» Short task A:
From the records, reproduce every line from the one containing "AR gaming overlay — tag every forest" up to and including the one containing "[104,42,111,45]".

» Text passage:

++++

Research Professional – RCA – March 3rd 2020
This document serves as a Root Cause Analysis for the Research Professional service interruption experienced by Ex Libris customers on March 3rd and March 4th, 2020.
The goal of this document is to share our findings regarding the event, specify the root cause analysis, outline actions to be taken to solve the downtime event, as well as preventative measures Ex Libris is taking to avoid similar cases in the future.
Service interruption was experienced by Research Professional users during the following hours:
From March 3rd 2020 10.15PM GMT until March 4th 2020 3.02PM GMT.
During the event, Shibboleth authentication for researchprofessional.com was unavailable (researchprofessional.com remained live and accessible via IP guest access or personal username and password).
Root Cause Analysis
Ex Libris Engineers investigated this event to determine the root cause analysis with the following results:
When attempting the scheduled update of Shibboleth metadata, metadata verification timed out causing the Shibboleth process to shut down – this occurred on both our live and backup servers. This was due to a large logo file embedded in one Identity Provider’s metadata.

++++

» Short task B:
Rewrite the Research Professional root cause analysis from "During the event, Shibboleth" up to and including "username and password).", substituting "inaccessible" for "unavailable".

» Records for the task:

++++

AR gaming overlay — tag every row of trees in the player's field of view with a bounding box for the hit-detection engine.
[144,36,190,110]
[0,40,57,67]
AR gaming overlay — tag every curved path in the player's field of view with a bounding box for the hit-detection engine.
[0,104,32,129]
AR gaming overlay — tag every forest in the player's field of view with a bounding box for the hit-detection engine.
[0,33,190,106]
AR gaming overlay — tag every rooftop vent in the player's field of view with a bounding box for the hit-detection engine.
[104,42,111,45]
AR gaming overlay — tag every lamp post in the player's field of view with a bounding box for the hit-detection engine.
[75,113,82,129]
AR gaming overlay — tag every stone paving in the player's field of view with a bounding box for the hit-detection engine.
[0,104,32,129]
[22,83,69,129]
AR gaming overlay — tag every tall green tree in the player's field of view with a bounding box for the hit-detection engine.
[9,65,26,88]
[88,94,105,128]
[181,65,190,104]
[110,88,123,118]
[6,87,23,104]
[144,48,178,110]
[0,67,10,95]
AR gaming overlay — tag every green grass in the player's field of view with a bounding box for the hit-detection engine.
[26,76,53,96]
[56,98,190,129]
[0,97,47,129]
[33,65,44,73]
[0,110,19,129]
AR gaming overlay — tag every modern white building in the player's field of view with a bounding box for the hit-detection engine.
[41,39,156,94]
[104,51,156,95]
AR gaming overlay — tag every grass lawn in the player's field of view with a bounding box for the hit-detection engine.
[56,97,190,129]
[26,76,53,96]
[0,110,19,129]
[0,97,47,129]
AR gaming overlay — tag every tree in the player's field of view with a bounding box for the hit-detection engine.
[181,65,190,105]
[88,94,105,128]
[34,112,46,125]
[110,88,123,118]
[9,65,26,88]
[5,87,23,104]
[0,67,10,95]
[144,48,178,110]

++++

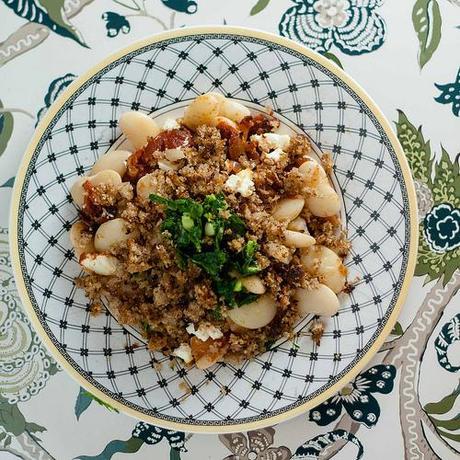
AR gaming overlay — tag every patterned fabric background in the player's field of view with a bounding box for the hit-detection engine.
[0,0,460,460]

++++

» Exercise solution A:
AR gaming overlay — tag every forest in the player's field of view with a bounding box for the hit-detection engine.
[0,33,190,106]
AR gaming overlay — tag every rooftop vent in the player's field of view with a bounding box for the hit-detection engine.
[104,42,111,45]

» Exercise solution B:
During the event, Shibboleth authentication for researchprofessional.com was inaccessible (researchprofessional.com remained live and accessible via IP guest access or personal username and password).